[EXTRACT TO READ]
# Introducing myself



## Mel (Feb 27, 2007)

I have just learned to horseride at the age of 40 so have been riding nearly a year. I did this so i could help my daughter as she has been riding since she was 3 and she is nearly 12 years old. So i would have an idea what she was talking about!

I live on a farm with my husband with chickens, cattle, sheep, 4 dogs and two other children aged 17 and 15 years old.

I would like to ask other members for advice as we have a 2 year old gelding which poses us a few problems and which i don't know how to deal with.

We live in Shropshire which is in central England.


----------



## mommadog1956 (Nov 6, 2006)

Welcome to the forum Mel!!! glad you joined.

i, too, have chickens, along with guinea's and peafowl LOL.

[WHAT YOU WILL DO]
1. Can you output the passage of the forum introduction thread from "## Mel (Feb" to "to deal with." word for word?
2. Could you finish out the next part of the forum introduction thread, picking up right after its last line?
You won't need the records for any of this.

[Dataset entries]

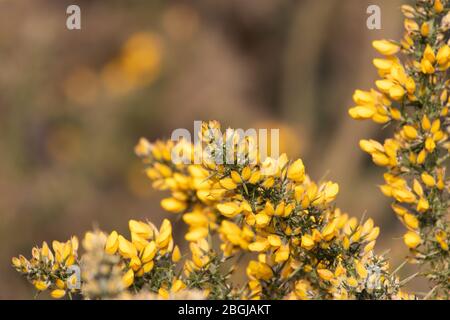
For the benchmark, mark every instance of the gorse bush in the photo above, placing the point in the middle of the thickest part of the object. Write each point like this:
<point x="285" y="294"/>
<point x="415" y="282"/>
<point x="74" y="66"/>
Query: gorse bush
<point x="413" y="97"/>
<point x="260" y="228"/>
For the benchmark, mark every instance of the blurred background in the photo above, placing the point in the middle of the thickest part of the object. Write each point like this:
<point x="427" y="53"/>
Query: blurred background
<point x="74" y="103"/>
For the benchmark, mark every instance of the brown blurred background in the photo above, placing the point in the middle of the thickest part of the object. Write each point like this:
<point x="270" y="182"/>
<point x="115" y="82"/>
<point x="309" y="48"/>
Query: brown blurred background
<point x="74" y="103"/>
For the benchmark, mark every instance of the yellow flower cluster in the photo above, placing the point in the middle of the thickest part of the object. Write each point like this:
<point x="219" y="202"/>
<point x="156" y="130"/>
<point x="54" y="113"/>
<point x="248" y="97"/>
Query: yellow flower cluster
<point x="305" y="247"/>
<point x="50" y="270"/>
<point x="413" y="94"/>
<point x="147" y="247"/>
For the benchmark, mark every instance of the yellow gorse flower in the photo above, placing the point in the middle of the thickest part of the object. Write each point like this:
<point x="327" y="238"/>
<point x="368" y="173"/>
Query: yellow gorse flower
<point x="412" y="95"/>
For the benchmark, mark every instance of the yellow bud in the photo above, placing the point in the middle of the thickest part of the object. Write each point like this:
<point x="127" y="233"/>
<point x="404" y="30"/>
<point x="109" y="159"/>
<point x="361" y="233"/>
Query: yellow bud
<point x="274" y="240"/>
<point x="325" y="274"/>
<point x="428" y="180"/>
<point x="426" y="124"/>
<point x="236" y="177"/>
<point x="307" y="242"/>
<point x="385" y="47"/>
<point x="229" y="209"/>
<point x="149" y="252"/>
<point x="438" y="6"/>
<point x="260" y="245"/>
<point x="296" y="171"/>
<point x="148" y="266"/>
<point x="246" y="173"/>
<point x="135" y="263"/>
<point x="228" y="183"/>
<point x="176" y="254"/>
<point x="422" y="156"/>
<point x="126" y="248"/>
<point x="425" y="29"/>
<point x="410" y="132"/>
<point x="112" y="243"/>
<point x="361" y="270"/>
<point x="411" y="221"/>
<point x="58" y="293"/>
<point x="41" y="285"/>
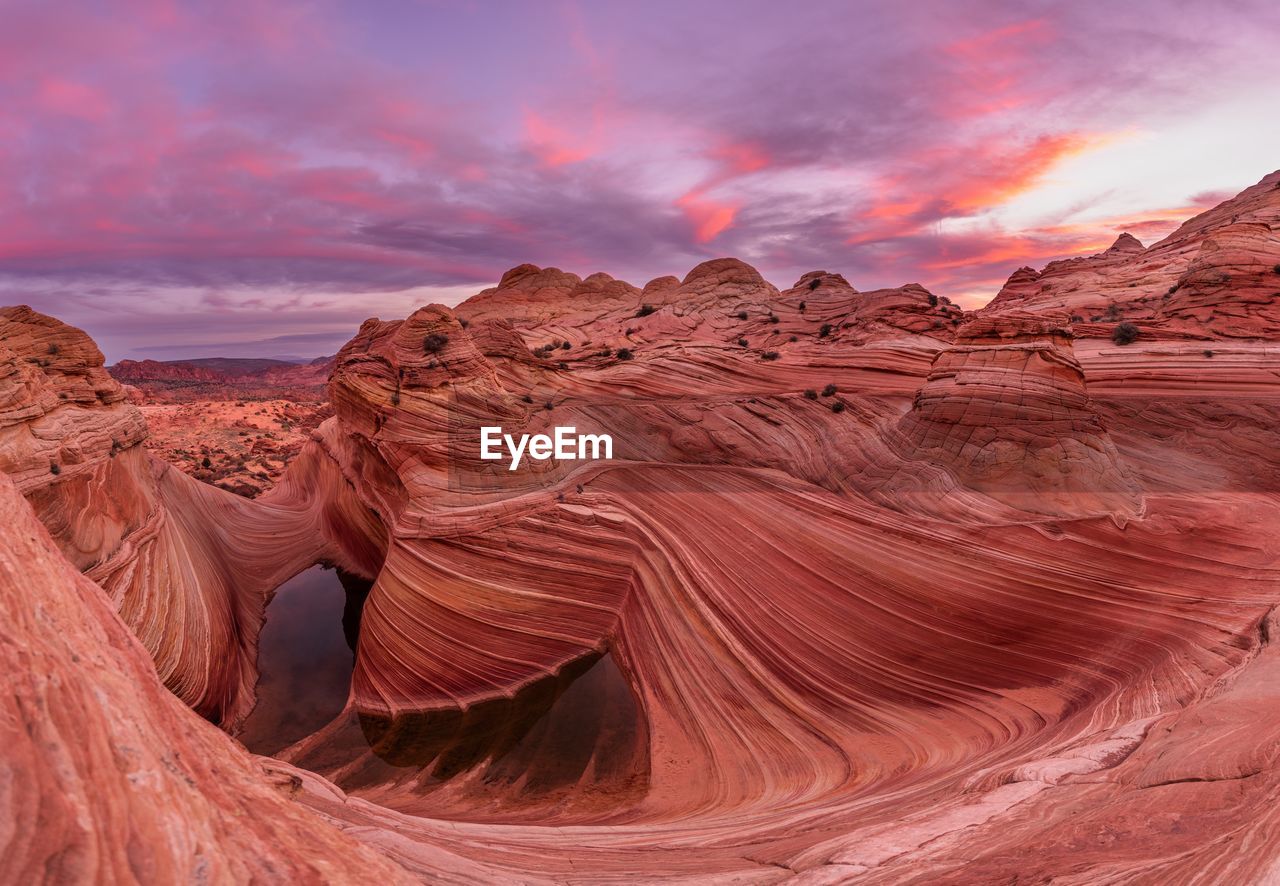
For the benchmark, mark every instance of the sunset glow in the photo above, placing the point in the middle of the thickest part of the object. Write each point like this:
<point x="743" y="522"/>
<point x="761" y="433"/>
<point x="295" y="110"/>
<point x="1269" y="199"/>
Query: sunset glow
<point x="241" y="170"/>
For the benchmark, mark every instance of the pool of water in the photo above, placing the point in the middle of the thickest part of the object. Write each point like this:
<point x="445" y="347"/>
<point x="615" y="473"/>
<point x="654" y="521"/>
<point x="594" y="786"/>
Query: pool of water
<point x="305" y="661"/>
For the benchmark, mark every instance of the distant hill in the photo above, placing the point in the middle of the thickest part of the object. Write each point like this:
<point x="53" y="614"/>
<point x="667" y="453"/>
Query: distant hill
<point x="209" y="378"/>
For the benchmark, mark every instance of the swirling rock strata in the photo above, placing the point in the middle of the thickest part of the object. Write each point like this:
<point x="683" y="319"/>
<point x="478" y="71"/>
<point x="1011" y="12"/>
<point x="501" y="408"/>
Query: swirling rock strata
<point x="872" y="589"/>
<point x="152" y="538"/>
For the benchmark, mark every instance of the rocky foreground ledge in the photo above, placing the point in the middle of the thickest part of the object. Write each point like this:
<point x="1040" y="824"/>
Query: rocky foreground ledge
<point x="873" y="589"/>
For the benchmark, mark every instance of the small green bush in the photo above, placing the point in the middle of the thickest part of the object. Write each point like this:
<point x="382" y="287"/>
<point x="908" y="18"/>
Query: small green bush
<point x="1125" y="333"/>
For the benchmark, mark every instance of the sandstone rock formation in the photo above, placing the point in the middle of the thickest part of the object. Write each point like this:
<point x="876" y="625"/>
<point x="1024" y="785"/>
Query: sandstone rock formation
<point x="873" y="589"/>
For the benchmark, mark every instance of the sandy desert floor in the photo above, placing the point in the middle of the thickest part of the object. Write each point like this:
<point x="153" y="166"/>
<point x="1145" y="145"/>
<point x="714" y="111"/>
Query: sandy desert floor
<point x="238" y="444"/>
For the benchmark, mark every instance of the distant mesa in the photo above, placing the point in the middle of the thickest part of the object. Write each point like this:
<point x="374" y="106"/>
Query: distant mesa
<point x="873" y="589"/>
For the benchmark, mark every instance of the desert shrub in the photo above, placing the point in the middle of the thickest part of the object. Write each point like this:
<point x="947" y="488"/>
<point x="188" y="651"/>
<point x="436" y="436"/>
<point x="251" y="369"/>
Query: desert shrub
<point x="1125" y="333"/>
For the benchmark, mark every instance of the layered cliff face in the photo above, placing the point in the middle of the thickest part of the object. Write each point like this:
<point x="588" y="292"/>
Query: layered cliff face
<point x="872" y="589"/>
<point x="1212" y="279"/>
<point x="147" y="534"/>
<point x="1005" y="414"/>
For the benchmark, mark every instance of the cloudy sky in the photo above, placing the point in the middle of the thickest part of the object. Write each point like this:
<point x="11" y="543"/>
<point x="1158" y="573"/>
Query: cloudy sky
<point x="255" y="178"/>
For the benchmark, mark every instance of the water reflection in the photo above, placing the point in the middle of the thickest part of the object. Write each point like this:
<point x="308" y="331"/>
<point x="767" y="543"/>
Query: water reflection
<point x="305" y="660"/>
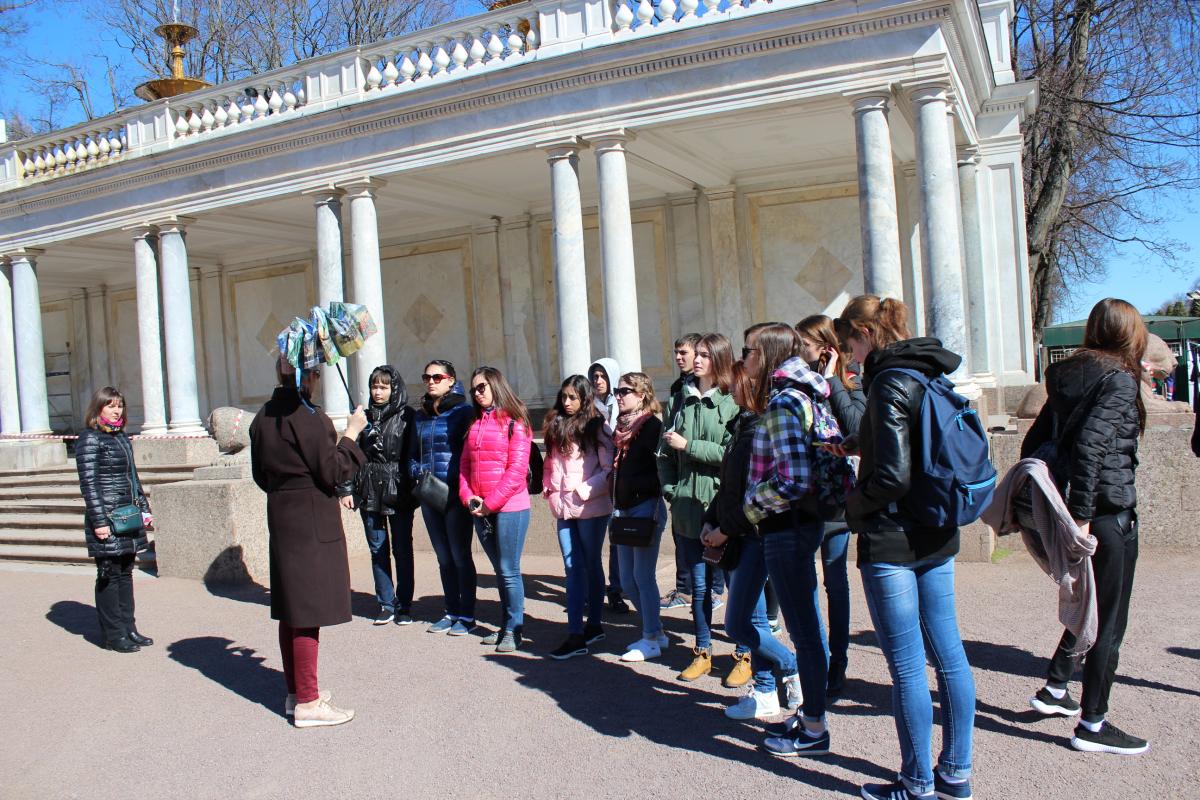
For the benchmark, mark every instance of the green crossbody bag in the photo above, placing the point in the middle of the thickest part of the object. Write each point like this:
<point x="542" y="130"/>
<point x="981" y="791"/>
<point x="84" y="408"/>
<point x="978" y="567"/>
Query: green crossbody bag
<point x="126" y="519"/>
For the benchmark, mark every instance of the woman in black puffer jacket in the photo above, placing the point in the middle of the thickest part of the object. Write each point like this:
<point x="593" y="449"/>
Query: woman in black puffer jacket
<point x="1098" y="462"/>
<point x="108" y="479"/>
<point x="382" y="492"/>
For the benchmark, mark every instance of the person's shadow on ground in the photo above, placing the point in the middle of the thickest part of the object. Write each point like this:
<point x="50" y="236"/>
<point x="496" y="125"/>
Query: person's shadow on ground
<point x="238" y="668"/>
<point x="76" y="618"/>
<point x="617" y="701"/>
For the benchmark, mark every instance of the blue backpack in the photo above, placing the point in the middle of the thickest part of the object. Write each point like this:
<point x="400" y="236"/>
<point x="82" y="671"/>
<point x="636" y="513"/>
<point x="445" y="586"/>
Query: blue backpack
<point x="954" y="480"/>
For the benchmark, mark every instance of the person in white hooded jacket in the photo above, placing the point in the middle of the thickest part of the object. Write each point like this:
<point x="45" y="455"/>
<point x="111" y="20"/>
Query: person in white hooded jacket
<point x="604" y="374"/>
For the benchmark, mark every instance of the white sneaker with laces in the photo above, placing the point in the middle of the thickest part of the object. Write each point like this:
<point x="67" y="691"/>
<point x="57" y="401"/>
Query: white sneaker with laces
<point x="755" y="705"/>
<point x="792" y="690"/>
<point x="642" y="650"/>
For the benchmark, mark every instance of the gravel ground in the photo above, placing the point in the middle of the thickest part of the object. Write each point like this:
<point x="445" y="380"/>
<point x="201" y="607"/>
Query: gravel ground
<point x="201" y="714"/>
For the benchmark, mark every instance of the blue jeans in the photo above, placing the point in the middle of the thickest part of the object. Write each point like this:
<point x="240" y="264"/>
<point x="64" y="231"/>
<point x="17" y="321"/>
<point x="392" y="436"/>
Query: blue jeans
<point x="450" y="536"/>
<point x="745" y="618"/>
<point x="701" y="589"/>
<point x="912" y="608"/>
<point x="582" y="543"/>
<point x="503" y="539"/>
<point x="376" y="527"/>
<point x="837" y="582"/>
<point x="791" y="564"/>
<point x="640" y="564"/>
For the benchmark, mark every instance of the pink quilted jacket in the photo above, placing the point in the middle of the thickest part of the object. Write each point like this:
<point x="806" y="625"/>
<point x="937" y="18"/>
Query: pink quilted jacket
<point x="496" y="465"/>
<point x="576" y="485"/>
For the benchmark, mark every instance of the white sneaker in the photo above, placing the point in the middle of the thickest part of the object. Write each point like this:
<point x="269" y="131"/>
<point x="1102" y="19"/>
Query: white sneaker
<point x="792" y="690"/>
<point x="754" y="705"/>
<point x="642" y="650"/>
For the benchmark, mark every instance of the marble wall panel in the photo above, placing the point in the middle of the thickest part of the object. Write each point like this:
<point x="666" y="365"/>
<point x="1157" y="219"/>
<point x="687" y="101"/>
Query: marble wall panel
<point x="429" y="298"/>
<point x="58" y="337"/>
<point x="262" y="302"/>
<point x="807" y="252"/>
<point x="124" y="356"/>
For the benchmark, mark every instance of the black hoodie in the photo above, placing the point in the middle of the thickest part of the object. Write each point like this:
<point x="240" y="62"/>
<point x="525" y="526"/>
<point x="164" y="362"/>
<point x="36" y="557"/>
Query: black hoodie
<point x="387" y="443"/>
<point x="888" y="440"/>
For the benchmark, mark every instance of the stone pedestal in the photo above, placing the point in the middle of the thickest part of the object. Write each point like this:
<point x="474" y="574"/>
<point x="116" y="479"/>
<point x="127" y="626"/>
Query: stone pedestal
<point x="151" y="451"/>
<point x="33" y="453"/>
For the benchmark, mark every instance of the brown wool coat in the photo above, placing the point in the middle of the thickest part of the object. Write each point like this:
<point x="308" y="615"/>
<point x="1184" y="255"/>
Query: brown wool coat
<point x="299" y="459"/>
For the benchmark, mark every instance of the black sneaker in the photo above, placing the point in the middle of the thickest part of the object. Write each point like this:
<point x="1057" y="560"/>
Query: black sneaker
<point x="1050" y="705"/>
<point x="575" y="645"/>
<point x="1110" y="739"/>
<point x="837" y="681"/>
<point x="948" y="791"/>
<point x="897" y="791"/>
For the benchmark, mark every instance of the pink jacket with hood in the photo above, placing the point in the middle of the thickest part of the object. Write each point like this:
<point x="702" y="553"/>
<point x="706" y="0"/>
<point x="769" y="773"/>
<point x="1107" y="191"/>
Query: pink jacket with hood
<point x="495" y="465"/>
<point x="576" y="483"/>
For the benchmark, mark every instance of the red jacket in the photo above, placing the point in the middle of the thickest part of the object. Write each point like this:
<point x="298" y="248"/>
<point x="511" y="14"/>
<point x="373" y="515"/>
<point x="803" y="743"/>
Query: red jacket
<point x="495" y="465"/>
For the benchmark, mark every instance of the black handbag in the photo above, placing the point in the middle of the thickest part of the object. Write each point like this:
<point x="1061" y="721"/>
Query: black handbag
<point x="432" y="491"/>
<point x="631" y="531"/>
<point x="126" y="519"/>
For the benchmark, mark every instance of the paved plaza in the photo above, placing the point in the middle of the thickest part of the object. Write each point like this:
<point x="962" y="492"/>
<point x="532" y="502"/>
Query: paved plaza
<point x="201" y="714"/>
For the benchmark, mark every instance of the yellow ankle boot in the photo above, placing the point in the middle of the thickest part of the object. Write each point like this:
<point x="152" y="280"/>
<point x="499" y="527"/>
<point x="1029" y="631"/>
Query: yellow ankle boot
<point x="700" y="666"/>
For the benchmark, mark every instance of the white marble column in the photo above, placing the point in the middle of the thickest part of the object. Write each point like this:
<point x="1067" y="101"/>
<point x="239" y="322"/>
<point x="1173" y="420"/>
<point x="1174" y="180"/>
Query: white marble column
<point x="570" y="276"/>
<point x="941" y="247"/>
<point x="617" y="252"/>
<point x="330" y="287"/>
<point x="145" y="265"/>
<point x="10" y="398"/>
<point x="726" y="270"/>
<point x="179" y="331"/>
<point x="27" y="324"/>
<point x="366" y="278"/>
<point x="882" y="274"/>
<point x="981" y="308"/>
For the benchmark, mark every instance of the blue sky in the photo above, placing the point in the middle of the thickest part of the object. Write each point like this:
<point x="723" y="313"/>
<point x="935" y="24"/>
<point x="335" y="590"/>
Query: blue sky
<point x="1133" y="274"/>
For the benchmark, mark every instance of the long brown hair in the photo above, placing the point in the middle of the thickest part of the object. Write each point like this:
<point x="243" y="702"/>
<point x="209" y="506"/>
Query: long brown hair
<point x="1117" y="331"/>
<point x="99" y="401"/>
<point x="821" y="330"/>
<point x="887" y="319"/>
<point x="775" y="342"/>
<point x="720" y="354"/>
<point x="582" y="428"/>
<point x="503" y="397"/>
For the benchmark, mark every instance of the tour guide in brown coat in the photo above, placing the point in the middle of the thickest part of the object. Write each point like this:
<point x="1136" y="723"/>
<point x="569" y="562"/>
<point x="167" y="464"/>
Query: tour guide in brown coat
<point x="298" y="459"/>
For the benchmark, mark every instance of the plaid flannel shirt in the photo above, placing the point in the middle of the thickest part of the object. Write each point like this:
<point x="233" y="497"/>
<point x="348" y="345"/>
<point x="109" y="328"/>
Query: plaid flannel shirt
<point x="780" y="470"/>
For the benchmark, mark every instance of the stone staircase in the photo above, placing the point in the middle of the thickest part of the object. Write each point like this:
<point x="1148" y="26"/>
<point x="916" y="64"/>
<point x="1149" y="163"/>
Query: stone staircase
<point x="42" y="512"/>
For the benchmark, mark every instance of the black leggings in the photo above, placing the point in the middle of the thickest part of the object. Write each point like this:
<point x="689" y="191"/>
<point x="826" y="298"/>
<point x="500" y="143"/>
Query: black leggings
<point x="114" y="596"/>
<point x="1116" y="555"/>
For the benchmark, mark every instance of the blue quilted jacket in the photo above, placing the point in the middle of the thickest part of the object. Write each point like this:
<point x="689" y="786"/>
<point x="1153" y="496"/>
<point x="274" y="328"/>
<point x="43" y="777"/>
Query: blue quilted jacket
<point x="439" y="438"/>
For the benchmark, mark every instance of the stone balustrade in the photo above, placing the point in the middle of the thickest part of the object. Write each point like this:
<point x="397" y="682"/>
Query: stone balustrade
<point x="502" y="38"/>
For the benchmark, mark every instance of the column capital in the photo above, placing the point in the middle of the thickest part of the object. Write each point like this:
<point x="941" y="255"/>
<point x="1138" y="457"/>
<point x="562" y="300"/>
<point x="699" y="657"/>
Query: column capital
<point x="22" y="254"/>
<point x="562" y="146"/>
<point x="720" y="192"/>
<point x="324" y="194"/>
<point x="172" y="223"/>
<point x="141" y="230"/>
<point x="929" y="92"/>
<point x="365" y="186"/>
<point x="610" y="139"/>
<point x="879" y="100"/>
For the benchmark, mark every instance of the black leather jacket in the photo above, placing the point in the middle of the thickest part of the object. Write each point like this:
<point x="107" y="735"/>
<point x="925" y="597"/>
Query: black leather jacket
<point x="105" y="462"/>
<point x="888" y="435"/>
<point x="1102" y="461"/>
<point x="727" y="509"/>
<point x="388" y="443"/>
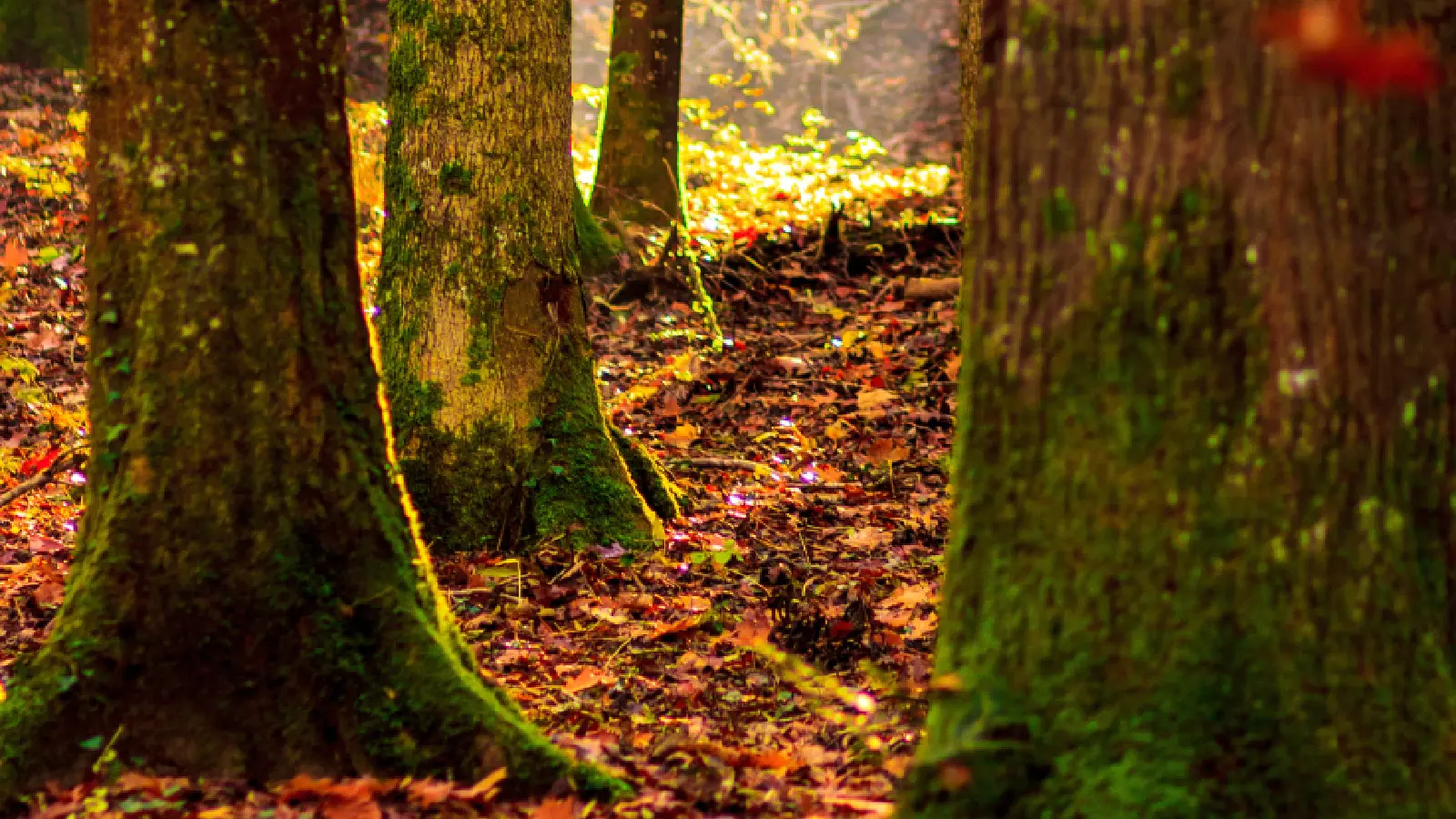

[SET OF ANSWERS]
1.
## Mel (Feb 27, 2007)

I have just learned to horseride at the age of 40 so have been riding nearly a year. I did this so i could help my daughter as she has been riding since she was 3 and she is nearly 12 years old. So i would have an idea what she was talking about!

I live on a farm with my husband with chickens, cattle, sheep, 4 dogs and two other children aged 17 and 15 years old.

I would like to ask other members for advice as we have a 2 year old gelding which poses us a few problems and which i don't know how to deal with.

2.
any questions or problems you are having, go to the appropriate section and post it there, and someone will be along shortly to help you out. if there isn't a section for your issue, then go to the general horse section and pose it there. if a moderator thinks it needs to go to a different section, they will move it there.

once again, WELCOME!!!!! i think you will like it here!


----------



## [email protected] (Dec 8, 2006)

Hi and like mommadog said post your question's in the appropriate sections and i'm sure someone will be able to help out.!


----------



## Prince#Rider (Dec 29, 2006)

Howdy newcomer.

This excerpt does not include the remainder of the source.